EXERCISE DATA >>
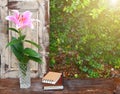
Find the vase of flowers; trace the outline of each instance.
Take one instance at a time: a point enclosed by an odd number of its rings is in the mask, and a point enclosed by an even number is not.
[[[24,42],[27,42],[36,46],[37,48],[40,48],[40,46],[35,42],[27,40],[26,35],[23,33],[27,32],[24,31],[25,28],[34,28],[32,24],[34,19],[31,17],[32,13],[30,11],[25,11],[20,14],[18,10],[13,10],[13,15],[6,17],[6,20],[12,21],[16,25],[16,27],[10,27],[8,29],[16,32],[18,35],[17,37],[12,36],[11,41],[7,44],[6,47],[11,47],[12,52],[19,62],[20,88],[29,88],[31,86],[29,60],[41,63],[40,54],[32,48],[25,48],[24,46]]]

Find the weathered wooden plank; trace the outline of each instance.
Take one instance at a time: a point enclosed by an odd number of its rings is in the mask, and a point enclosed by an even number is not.
[[[18,79],[0,79],[0,94],[119,94],[113,79],[64,79],[63,90],[44,91],[41,79],[32,79],[29,89],[20,89]]]

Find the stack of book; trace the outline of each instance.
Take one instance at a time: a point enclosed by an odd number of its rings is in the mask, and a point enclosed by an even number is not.
[[[42,78],[42,84],[44,90],[62,90],[64,88],[62,73],[48,72]]]

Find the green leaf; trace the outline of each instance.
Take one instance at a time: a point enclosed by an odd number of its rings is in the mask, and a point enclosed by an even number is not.
[[[19,33],[19,31],[17,29],[15,29],[15,28],[8,28],[8,30],[12,30],[12,31],[14,31],[16,33]]]
[[[40,45],[36,44],[36,43],[33,42],[33,41],[25,40],[25,42],[31,43],[32,45],[36,46],[37,48],[40,48]]]
[[[34,57],[34,58],[40,58],[40,54],[31,48],[25,48],[24,55],[29,56],[29,57]]]
[[[35,57],[30,57],[30,56],[29,56],[29,58],[30,58],[31,60],[35,61],[35,62],[38,62],[39,64],[42,63],[41,58],[35,58]]]

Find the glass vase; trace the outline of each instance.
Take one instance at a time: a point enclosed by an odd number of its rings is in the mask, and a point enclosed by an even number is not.
[[[30,77],[30,64],[19,63],[19,83],[20,88],[30,88],[31,77]]]

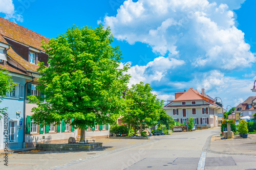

WORK REQUIRED >> Please revise the listing above so that "Find" becomes "Locate" everywhere, with all else unchanged and the pictures left out.

THE RESULT >>
Locate the vase of flowers; trace the outline of each instance.
Take one instance at a time: a point enclosed by an odd number of its rings is in the mask, and a point enclosed by an even number is not.
[[[24,42],[27,42],[36,46],[37,48],[40,48],[40,46],[35,42],[27,40],[26,35],[23,33],[27,32],[24,31],[25,28],[34,28],[32,24],[34,19],[31,17],[32,13],[30,11],[25,11],[20,14],[18,10],[13,10],[13,15],[6,17],[6,20],[12,21],[16,25],[16,27],[10,27],[8,29],[16,32],[18,35],[17,37],[12,36],[11,41],[7,44],[6,47],[11,47],[12,52],[19,62],[20,88],[29,88],[31,86],[29,60],[41,63],[40,54],[32,48],[25,48],[24,46]]]

Locate the weathered wooden plank; trace the outline of each instance.
Take one instance at a time: a point enclosed by an odd number of its rings is in the mask, and a point enclosed by an even number is not.
[[[18,79],[0,79],[0,94],[119,94],[113,79],[64,79],[63,90],[44,91],[41,79],[32,79],[29,89],[20,89]]]

Locate the stack of book; trace the outline of each instance.
Take one instance at a time: a point enclosed by an odd number of its rings is in the mask, and a point enclosed by an even number is not.
[[[42,78],[42,84],[44,90],[62,90],[64,88],[62,73],[48,72]]]

Locate the green leaf; trace the outline of each instance.
Take one instance at a time: a point enclosed by an odd number of its rings is in the mask, and a point enclosed by an even number is not.
[[[19,33],[19,31],[17,29],[15,29],[15,28],[8,28],[8,30],[12,30],[12,31],[14,31],[16,33]]]
[[[40,45],[36,44],[36,43],[33,42],[33,41],[25,40],[25,42],[31,43],[32,45],[36,46],[37,48],[40,48]]]
[[[34,57],[34,58],[40,58],[40,54],[31,48],[25,48],[24,55],[29,56],[29,57]]]
[[[35,57],[30,57],[30,56],[29,56],[29,58],[30,58],[31,60],[35,61],[35,62],[38,62],[39,64],[42,63],[41,58],[35,58]]]

Locate the glass vase; trace the outline of each instance.
Take one instance at a time: a point enclosed by an odd number of its rings is in the mask, and a point enclosed by an even number is not.
[[[30,77],[30,64],[19,63],[19,83],[20,88],[30,88],[31,77]]]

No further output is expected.